* 課題 A *
記録のうち、「person」という語を含む行がいくつあるか数え、その数だけを答えてください。

生分解可能なセルロースアセテート粒子と化粧品(特許第6609726号)

【広島県発明協会】

小林 慧子

株式会社ダイセル ヘルスケアSBU 事業推進室
研究開発グループ 研究員

大村 雅也

株式会社ダイセル ヘルスケアSBU 事業推進室
研究開発グループ 主席研究員

実 施 功 績 賞

小河 義美

株式会社ダイセル 代表取締役社長


 本発明は、生分解性のマイクロビーズ及びその製造方法に関するものである。従来のメイク用品に含まれる微粒子は合成樹脂から成るものであり、代替物は存在しなかった。これは、他の材料では“のび”が得られないことに起因するものであったが、本発明はこれを改善したことを特徴とする。
 従来のメイク用品の粒子は“のび”のため形状が真球状、かつ粒径分布が均一なエマルション重合法で製造された合成樹脂の微粒子であった。天然由来の成分は破砕法などにより微粒子化されるため、不定形となり“のび”が得られない。一方、セルロースアセテートはコットンリンターや木材より得られる半合成樹脂であり、持続可能性と生分解性を併せ持っているが、不定形粒子しか得られないことが課題であった。本発明では、セルロースアセテートと可塑化成分を混合した上、さらにPVAを溶融混錬することにより、粒度が均一な真球状の微粒子を得ることに成功した。

* 課題 B *
原文抜粋に名前が挙がっている人物をすべて挙げてください。

* 入力データ *
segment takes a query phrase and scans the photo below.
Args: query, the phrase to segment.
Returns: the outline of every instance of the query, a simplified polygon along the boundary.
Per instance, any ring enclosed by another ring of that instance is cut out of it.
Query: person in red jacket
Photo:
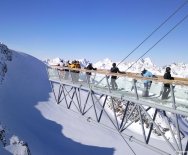
[[[123,73],[119,70],[119,68],[116,66],[116,63],[112,64],[112,68],[110,69],[112,73]],[[117,90],[118,85],[116,83],[117,76],[111,76],[111,85],[112,85],[112,90]]]
[[[174,80],[174,78],[171,76],[171,68],[170,67],[166,67],[166,72],[163,76],[164,79],[167,80]],[[165,83],[163,86],[163,93],[162,93],[162,100],[163,99],[167,99],[168,95],[170,93],[170,84],[169,83]]]

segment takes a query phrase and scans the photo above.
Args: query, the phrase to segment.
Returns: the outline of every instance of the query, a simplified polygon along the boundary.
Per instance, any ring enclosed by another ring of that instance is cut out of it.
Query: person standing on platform
[[[171,68],[170,67],[166,67],[166,72],[163,76],[164,79],[167,80],[174,80],[174,78],[171,76]],[[165,83],[163,86],[163,93],[162,93],[162,100],[167,99],[168,95],[170,93],[170,84],[169,83]]]
[[[147,77],[147,78],[148,77],[149,78],[156,77],[155,75],[153,75],[150,71],[148,71],[145,68],[142,71],[141,75],[143,77]],[[152,81],[150,81],[150,80],[144,80],[144,90],[142,91],[142,97],[148,97],[149,96],[149,90],[151,88],[151,84],[152,84]]]
[[[89,63],[89,65],[85,68],[87,70],[97,70],[97,68],[93,68],[92,63]],[[86,72],[86,78],[87,81],[90,82],[91,72]]]
[[[110,69],[111,73],[124,73],[119,70],[119,68],[116,66],[116,63],[112,64],[112,68]],[[117,76],[111,76],[111,86],[112,90],[117,90],[118,85],[116,83]]]

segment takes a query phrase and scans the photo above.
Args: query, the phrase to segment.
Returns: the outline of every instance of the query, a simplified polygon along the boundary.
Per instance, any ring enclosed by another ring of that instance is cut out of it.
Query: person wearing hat
[[[119,70],[119,68],[116,66],[116,63],[112,64],[112,68],[110,69],[112,73],[124,73]],[[118,89],[118,85],[116,83],[117,76],[111,76],[111,86],[112,90]]]
[[[163,76],[164,79],[167,80],[174,80],[174,78],[171,76],[171,68],[170,67],[166,67],[166,72]],[[162,100],[167,99],[168,95],[170,93],[170,84],[169,83],[165,83],[164,87],[163,87],[163,93],[162,93]]]
[[[87,70],[97,70],[97,68],[94,68],[92,63],[89,63],[89,65],[85,68]],[[91,72],[86,72],[86,78],[87,81],[90,82]]]
[[[141,75],[143,77],[156,77],[155,75],[153,75],[150,71],[148,71],[147,69],[144,68],[144,70],[141,72]],[[151,87],[152,81],[151,80],[144,80],[144,90],[142,91],[142,96],[143,97],[148,97],[149,96],[149,89]]]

* 出力全文 A *
3

* 出力全文 B *
小林 慧子
大村 雅也
小河 義美